>>

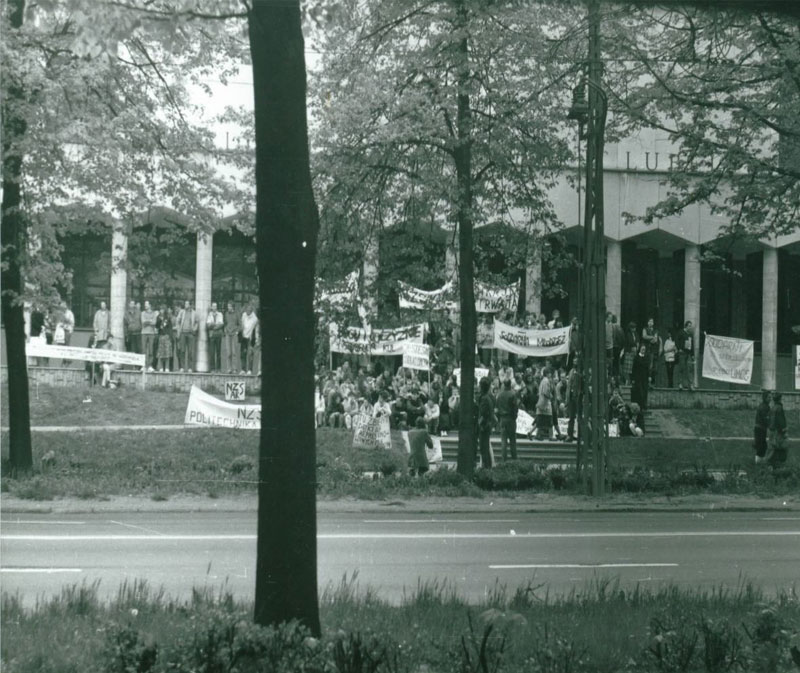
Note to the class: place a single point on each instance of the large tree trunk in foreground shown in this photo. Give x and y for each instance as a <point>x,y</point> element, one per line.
<point>466,272</point>
<point>287,223</point>
<point>13,241</point>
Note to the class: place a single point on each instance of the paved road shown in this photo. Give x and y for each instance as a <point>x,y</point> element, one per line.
<point>40,553</point>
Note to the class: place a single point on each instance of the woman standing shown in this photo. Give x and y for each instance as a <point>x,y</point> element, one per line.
<point>670,357</point>
<point>640,378</point>
<point>164,331</point>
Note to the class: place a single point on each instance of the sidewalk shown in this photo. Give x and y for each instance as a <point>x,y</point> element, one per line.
<point>544,503</point>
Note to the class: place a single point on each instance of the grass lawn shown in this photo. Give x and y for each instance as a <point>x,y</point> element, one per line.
<point>598,629</point>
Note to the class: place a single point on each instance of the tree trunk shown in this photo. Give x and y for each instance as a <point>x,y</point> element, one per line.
<point>287,223</point>
<point>466,271</point>
<point>20,452</point>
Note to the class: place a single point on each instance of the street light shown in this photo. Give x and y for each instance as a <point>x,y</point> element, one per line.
<point>591,111</point>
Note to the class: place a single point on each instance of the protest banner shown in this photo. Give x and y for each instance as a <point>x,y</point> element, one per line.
<point>434,454</point>
<point>489,299</point>
<point>370,433</point>
<point>206,410</point>
<point>531,342</point>
<point>480,372</point>
<point>728,359</point>
<point>417,356</point>
<point>412,297</point>
<point>374,341</point>
<point>235,391</point>
<point>38,348</point>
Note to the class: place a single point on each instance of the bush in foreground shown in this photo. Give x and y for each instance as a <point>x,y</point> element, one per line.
<point>600,628</point>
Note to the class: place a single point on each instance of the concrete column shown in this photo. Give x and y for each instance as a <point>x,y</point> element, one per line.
<point>119,285</point>
<point>614,278</point>
<point>533,283</point>
<point>370,270</point>
<point>202,296</point>
<point>691,298</point>
<point>769,320</point>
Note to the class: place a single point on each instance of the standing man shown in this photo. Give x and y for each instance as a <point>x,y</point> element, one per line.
<point>148,317</point>
<point>215,325</point>
<point>486,420</point>
<point>186,332</point>
<point>230,337</point>
<point>249,322</point>
<point>102,324</point>
<point>686,356</point>
<point>507,408</point>
<point>133,328</point>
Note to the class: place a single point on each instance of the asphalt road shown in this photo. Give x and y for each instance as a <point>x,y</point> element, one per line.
<point>40,553</point>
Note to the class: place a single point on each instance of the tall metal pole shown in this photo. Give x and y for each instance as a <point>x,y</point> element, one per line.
<point>594,312</point>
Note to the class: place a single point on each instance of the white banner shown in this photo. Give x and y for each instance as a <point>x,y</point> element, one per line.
<point>37,348</point>
<point>204,409</point>
<point>369,432</point>
<point>797,368</point>
<point>417,356</point>
<point>434,454</point>
<point>374,341</point>
<point>489,299</point>
<point>412,297</point>
<point>728,359</point>
<point>480,372</point>
<point>531,342</point>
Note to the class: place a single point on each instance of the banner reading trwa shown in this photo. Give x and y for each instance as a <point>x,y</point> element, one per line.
<point>728,359</point>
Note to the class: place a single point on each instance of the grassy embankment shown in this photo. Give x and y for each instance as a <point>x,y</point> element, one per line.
<point>600,628</point>
<point>215,462</point>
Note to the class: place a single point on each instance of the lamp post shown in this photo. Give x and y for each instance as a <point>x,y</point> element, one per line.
<point>591,111</point>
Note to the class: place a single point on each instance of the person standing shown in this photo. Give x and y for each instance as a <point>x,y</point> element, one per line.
<point>686,356</point>
<point>651,339</point>
<point>544,406</point>
<point>640,378</point>
<point>761,427</point>
<point>215,325</point>
<point>419,440</point>
<point>149,318</point>
<point>777,449</point>
<point>132,320</point>
<point>486,419</point>
<point>164,329</point>
<point>186,332</point>
<point>507,409</point>
<point>101,324</point>
<point>230,338</point>
<point>670,356</point>
<point>249,322</point>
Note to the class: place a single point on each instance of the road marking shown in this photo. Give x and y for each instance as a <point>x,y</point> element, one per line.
<point>441,521</point>
<point>45,571</point>
<point>6,522</point>
<point>403,536</point>
<point>556,566</point>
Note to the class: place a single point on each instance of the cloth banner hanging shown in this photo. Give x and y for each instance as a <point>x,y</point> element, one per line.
<point>206,410</point>
<point>728,359</point>
<point>38,348</point>
<point>531,342</point>
<point>412,297</point>
<point>374,341</point>
<point>370,433</point>
<point>417,356</point>
<point>490,299</point>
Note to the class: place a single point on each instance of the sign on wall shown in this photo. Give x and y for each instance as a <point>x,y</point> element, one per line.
<point>235,391</point>
<point>728,359</point>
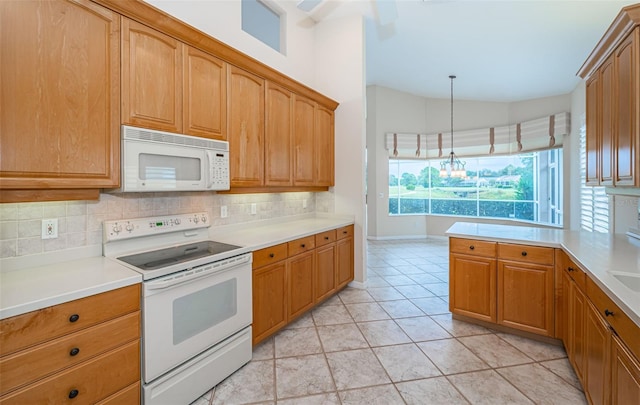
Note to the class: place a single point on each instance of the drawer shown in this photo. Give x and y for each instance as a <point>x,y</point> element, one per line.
<point>325,238</point>
<point>269,255</point>
<point>472,247</point>
<point>26,366</point>
<point>526,254</point>
<point>301,245</point>
<point>344,232</point>
<point>90,381</point>
<point>621,323</point>
<point>35,327</point>
<point>126,396</point>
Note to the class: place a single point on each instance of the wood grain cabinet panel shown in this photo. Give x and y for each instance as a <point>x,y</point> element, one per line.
<point>245,121</point>
<point>278,136</point>
<point>59,99</point>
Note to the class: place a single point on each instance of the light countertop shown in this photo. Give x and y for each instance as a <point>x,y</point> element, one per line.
<point>601,255</point>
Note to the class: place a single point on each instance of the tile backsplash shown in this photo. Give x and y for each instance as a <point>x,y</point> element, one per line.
<point>80,222</point>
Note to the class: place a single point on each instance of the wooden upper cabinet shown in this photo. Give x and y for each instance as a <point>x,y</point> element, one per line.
<point>278,136</point>
<point>324,147</point>
<point>151,78</point>
<point>628,111</point>
<point>245,121</point>
<point>204,102</point>
<point>60,96</point>
<point>303,143</point>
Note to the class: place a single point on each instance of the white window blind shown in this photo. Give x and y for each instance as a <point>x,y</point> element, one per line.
<point>594,202</point>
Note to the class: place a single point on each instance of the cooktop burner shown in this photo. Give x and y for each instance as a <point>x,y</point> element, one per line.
<point>160,258</point>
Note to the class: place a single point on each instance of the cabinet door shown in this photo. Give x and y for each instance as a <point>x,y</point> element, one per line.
<point>627,121</point>
<point>151,78</point>
<point>324,147</point>
<point>473,287</point>
<point>525,297</point>
<point>269,300</point>
<point>60,95</point>
<point>597,347</point>
<point>301,285</point>
<point>608,126</point>
<point>245,119</point>
<point>278,136</point>
<point>303,141</point>
<point>325,272</point>
<point>204,102</point>
<point>594,122</point>
<point>625,375</point>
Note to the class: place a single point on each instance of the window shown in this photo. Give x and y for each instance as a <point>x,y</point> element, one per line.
<point>527,187</point>
<point>594,202</point>
<point>261,21</point>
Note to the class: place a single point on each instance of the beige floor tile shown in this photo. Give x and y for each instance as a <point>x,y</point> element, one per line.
<point>487,387</point>
<point>385,293</point>
<point>331,315</point>
<point>305,375</point>
<point>383,333</point>
<point>432,305</point>
<point>401,309</point>
<point>341,337</point>
<point>459,328</point>
<point>539,351</point>
<point>541,385</point>
<point>252,383</point>
<point>380,395</point>
<point>422,328</point>
<point>563,369</point>
<point>356,369</point>
<point>432,391</point>
<point>297,342</point>
<point>494,351</point>
<point>405,362</point>
<point>451,357</point>
<point>367,311</point>
<point>318,399</point>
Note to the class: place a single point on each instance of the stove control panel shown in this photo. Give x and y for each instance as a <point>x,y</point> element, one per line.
<point>137,227</point>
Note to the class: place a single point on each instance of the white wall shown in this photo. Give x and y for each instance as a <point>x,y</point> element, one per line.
<point>394,111</point>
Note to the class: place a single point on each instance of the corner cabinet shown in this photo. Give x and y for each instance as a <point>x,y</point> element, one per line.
<point>612,74</point>
<point>59,100</point>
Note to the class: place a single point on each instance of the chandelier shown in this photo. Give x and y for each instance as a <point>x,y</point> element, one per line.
<point>452,166</point>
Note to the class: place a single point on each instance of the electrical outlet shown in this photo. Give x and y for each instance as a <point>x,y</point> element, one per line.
<point>50,228</point>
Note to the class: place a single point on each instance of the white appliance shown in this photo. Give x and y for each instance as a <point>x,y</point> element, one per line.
<point>162,161</point>
<point>196,303</point>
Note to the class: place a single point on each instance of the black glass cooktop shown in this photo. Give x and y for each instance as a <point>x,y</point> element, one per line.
<point>160,258</point>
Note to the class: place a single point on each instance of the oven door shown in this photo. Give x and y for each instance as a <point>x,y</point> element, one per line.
<point>187,312</point>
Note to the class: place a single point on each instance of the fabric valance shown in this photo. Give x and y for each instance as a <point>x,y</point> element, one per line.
<point>538,134</point>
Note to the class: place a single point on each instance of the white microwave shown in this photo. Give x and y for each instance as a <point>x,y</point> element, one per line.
<point>161,161</point>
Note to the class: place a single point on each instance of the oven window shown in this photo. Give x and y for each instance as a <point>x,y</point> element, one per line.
<point>163,167</point>
<point>203,309</point>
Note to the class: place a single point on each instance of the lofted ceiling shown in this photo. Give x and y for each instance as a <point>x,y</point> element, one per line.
<point>501,50</point>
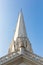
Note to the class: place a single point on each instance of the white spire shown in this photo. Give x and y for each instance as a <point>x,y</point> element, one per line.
<point>20,28</point>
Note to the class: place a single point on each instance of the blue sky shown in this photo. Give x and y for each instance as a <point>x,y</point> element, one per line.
<point>33,16</point>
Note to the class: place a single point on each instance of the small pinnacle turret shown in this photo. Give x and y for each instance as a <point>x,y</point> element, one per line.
<point>20,41</point>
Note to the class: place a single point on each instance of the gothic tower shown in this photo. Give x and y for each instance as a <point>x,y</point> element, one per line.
<point>20,40</point>
<point>20,51</point>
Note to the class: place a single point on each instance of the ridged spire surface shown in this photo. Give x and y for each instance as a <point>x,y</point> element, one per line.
<point>20,28</point>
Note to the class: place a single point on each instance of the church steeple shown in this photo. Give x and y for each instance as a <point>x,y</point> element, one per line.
<point>20,28</point>
<point>20,41</point>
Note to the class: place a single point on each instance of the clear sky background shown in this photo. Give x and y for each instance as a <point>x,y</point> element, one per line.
<point>33,16</point>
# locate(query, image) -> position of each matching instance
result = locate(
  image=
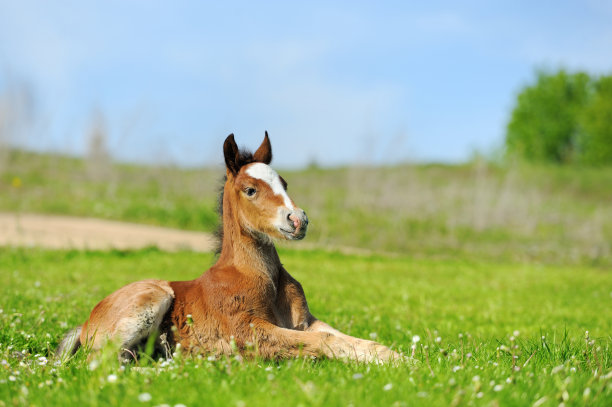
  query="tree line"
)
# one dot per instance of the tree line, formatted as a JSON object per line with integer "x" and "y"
{"x": 563, "y": 118}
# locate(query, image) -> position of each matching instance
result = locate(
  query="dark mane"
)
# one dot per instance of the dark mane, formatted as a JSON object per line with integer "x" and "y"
{"x": 219, "y": 230}
{"x": 244, "y": 157}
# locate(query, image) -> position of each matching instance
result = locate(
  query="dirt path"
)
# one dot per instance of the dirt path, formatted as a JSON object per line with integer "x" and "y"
{"x": 61, "y": 232}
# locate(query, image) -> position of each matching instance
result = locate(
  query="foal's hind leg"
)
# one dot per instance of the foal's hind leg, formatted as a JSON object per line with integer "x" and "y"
{"x": 128, "y": 316}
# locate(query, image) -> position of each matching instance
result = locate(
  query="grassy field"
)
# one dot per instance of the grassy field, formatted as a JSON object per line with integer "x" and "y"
{"x": 490, "y": 275}
{"x": 513, "y": 213}
{"x": 484, "y": 333}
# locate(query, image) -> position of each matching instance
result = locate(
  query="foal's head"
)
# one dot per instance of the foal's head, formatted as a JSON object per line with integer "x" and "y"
{"x": 257, "y": 195}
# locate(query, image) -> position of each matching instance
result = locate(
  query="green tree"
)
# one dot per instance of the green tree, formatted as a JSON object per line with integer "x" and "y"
{"x": 544, "y": 124}
{"x": 596, "y": 125}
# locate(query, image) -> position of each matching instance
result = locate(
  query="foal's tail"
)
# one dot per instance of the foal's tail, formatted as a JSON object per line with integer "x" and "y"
{"x": 69, "y": 345}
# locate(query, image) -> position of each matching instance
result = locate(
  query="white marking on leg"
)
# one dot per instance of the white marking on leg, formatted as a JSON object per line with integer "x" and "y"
{"x": 268, "y": 175}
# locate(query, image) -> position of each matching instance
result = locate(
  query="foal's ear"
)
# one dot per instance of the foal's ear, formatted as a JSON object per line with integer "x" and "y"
{"x": 231, "y": 153}
{"x": 264, "y": 152}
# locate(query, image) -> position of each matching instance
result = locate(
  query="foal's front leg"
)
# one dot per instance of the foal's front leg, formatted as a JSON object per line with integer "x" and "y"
{"x": 358, "y": 349}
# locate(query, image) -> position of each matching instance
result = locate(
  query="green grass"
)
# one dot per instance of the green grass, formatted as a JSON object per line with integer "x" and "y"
{"x": 513, "y": 213}
{"x": 473, "y": 307}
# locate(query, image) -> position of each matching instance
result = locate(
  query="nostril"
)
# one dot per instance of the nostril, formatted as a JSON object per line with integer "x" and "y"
{"x": 293, "y": 219}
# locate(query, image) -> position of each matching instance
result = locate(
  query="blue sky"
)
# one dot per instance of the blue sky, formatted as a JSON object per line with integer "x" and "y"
{"x": 332, "y": 82}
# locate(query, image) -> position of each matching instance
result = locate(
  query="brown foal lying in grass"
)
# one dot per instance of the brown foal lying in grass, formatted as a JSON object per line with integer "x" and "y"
{"x": 246, "y": 302}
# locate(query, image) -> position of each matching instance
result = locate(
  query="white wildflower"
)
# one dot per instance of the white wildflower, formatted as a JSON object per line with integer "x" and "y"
{"x": 144, "y": 397}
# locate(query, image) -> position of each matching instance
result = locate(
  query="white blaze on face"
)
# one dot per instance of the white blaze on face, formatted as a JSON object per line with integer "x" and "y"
{"x": 269, "y": 176}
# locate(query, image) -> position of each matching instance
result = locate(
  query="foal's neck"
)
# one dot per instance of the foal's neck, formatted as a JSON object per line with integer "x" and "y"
{"x": 246, "y": 252}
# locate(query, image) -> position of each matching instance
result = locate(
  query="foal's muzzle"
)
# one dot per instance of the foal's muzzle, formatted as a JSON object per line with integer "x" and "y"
{"x": 297, "y": 224}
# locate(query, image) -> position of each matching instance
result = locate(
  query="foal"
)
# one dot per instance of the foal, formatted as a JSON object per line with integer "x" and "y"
{"x": 245, "y": 300}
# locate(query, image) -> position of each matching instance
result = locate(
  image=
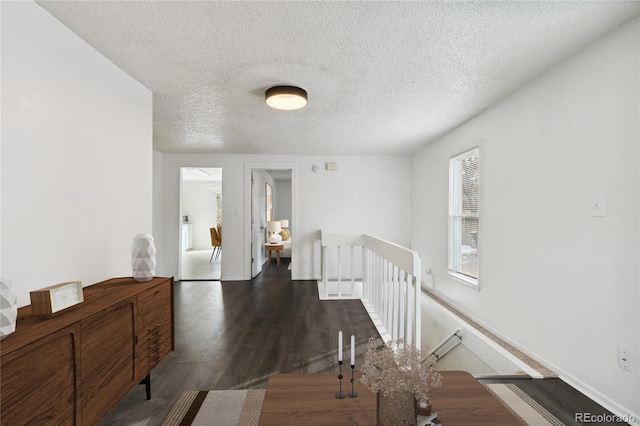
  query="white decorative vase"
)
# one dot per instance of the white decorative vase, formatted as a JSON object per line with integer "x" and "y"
{"x": 143, "y": 257}
{"x": 8, "y": 308}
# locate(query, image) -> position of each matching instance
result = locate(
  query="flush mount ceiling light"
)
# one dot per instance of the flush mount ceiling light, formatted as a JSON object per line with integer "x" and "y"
{"x": 286, "y": 97}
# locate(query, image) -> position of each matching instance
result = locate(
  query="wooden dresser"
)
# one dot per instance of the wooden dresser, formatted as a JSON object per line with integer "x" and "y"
{"x": 72, "y": 369}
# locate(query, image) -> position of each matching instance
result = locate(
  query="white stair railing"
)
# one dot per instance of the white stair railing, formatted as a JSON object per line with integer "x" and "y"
{"x": 386, "y": 278}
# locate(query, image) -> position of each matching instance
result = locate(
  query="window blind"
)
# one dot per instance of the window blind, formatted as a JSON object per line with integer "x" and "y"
{"x": 464, "y": 192}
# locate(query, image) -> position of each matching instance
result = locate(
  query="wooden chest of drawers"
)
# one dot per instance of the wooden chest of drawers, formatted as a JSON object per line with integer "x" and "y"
{"x": 72, "y": 369}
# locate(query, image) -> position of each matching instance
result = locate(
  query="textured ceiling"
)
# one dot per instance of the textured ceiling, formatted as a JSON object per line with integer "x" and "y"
{"x": 382, "y": 77}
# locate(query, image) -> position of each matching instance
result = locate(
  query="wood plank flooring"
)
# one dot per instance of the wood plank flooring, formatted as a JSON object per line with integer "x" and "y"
{"x": 196, "y": 265}
{"x": 234, "y": 335}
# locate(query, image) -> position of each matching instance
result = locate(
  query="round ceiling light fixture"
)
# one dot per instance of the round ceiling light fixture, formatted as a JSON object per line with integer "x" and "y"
{"x": 286, "y": 97}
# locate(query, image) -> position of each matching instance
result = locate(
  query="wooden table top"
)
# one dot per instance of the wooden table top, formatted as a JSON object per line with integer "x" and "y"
{"x": 462, "y": 400}
{"x": 308, "y": 399}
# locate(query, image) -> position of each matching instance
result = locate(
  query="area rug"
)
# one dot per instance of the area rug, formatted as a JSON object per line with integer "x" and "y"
{"x": 242, "y": 407}
{"x": 217, "y": 408}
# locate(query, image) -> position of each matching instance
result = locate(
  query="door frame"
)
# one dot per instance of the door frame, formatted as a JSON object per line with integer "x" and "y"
{"x": 268, "y": 165}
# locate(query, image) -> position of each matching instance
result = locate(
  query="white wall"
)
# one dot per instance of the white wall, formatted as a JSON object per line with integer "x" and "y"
{"x": 365, "y": 194}
{"x": 559, "y": 284}
{"x": 76, "y": 156}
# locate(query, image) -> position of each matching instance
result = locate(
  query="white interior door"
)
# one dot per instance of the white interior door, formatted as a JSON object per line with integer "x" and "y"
{"x": 257, "y": 225}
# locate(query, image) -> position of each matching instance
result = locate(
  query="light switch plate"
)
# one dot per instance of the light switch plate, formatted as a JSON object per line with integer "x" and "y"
{"x": 596, "y": 206}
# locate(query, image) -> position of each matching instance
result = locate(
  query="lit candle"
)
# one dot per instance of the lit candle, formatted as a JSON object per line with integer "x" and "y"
{"x": 353, "y": 350}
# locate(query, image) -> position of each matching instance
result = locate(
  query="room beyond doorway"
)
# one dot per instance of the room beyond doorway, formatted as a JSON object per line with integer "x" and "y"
{"x": 200, "y": 211}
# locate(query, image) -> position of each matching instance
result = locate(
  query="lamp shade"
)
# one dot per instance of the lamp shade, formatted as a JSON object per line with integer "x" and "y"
{"x": 286, "y": 97}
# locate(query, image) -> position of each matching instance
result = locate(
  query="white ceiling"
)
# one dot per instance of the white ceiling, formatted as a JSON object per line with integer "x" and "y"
{"x": 382, "y": 77}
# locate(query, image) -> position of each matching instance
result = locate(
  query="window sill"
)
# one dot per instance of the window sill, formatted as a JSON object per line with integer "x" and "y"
{"x": 463, "y": 279}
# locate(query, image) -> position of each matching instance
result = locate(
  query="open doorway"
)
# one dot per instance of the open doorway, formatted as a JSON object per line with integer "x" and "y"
{"x": 201, "y": 223}
{"x": 271, "y": 201}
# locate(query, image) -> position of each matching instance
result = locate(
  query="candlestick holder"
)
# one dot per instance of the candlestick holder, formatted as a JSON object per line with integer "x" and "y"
{"x": 340, "y": 395}
{"x": 353, "y": 393}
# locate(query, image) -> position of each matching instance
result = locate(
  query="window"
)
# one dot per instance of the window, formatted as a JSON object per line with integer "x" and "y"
{"x": 464, "y": 190}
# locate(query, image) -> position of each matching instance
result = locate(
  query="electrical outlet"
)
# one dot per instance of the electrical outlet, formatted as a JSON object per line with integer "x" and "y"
{"x": 625, "y": 359}
{"x": 596, "y": 206}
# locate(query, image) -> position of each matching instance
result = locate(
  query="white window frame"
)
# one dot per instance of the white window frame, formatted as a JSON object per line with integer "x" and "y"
{"x": 454, "y": 253}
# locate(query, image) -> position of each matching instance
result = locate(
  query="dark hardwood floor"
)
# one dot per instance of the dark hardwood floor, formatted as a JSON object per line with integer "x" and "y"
{"x": 234, "y": 335}
{"x": 560, "y": 399}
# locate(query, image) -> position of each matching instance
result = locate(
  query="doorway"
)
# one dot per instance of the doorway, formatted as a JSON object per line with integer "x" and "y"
{"x": 200, "y": 218}
{"x": 270, "y": 197}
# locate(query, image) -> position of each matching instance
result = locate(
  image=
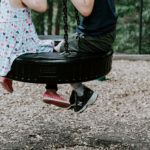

<<

◆ GIVEN TASK: Can you rewrite everything from the line containing "the tree trunk" down to the line containing "<point>769,320</point>", both included, keeping each request as it is but scaling every point coordinate in the answers by 2.6 and rounding to whole numbers, with halves rounded up? Return only those lines.

◆ COMPLETE OUTPUT:
Note to the class: place a single point on each instance of the tree trunk shown in this photo. Give x and y for each instance as a <point>x,y</point> element, one per line.
<point>746,580</point>
<point>1212,705</point>
<point>52,1175</point>
Note to the class: place a single point on each instance of the street light shown in this photo. Give x and y for each instance as a <point>x,y</point> element, one per line.
<point>1537,289</point>
Note to the class: place a single point on each instance of the protest banner shown in this photo. Give x and y for each instance as a <point>x,y</point> element, one per line.
<point>1128,1180</point>
<point>1271,777</point>
<point>962,1126</point>
<point>536,1066</point>
<point>1381,889</point>
<point>1248,967</point>
<point>1893,933</point>
<point>1084,926</point>
<point>1071,772</point>
<point>972,887</point>
<point>611,1017</point>
<point>99,905</point>
Note to the class: place a single point on each instance of the bush in foreground shown in this photo. Give x and y for each instance as a <point>x,y</point> element, one per line.
<point>1560,1633</point>
Note to the class: place a single point on each instance of the concrete column shown in this photo. Give x and y for each instance as a <point>x,y</point> element, one per line.
<point>309,741</point>
<point>1596,723</point>
<point>1386,736</point>
<point>962,702</point>
<point>525,770</point>
<point>1797,775</point>
<point>1999,832</point>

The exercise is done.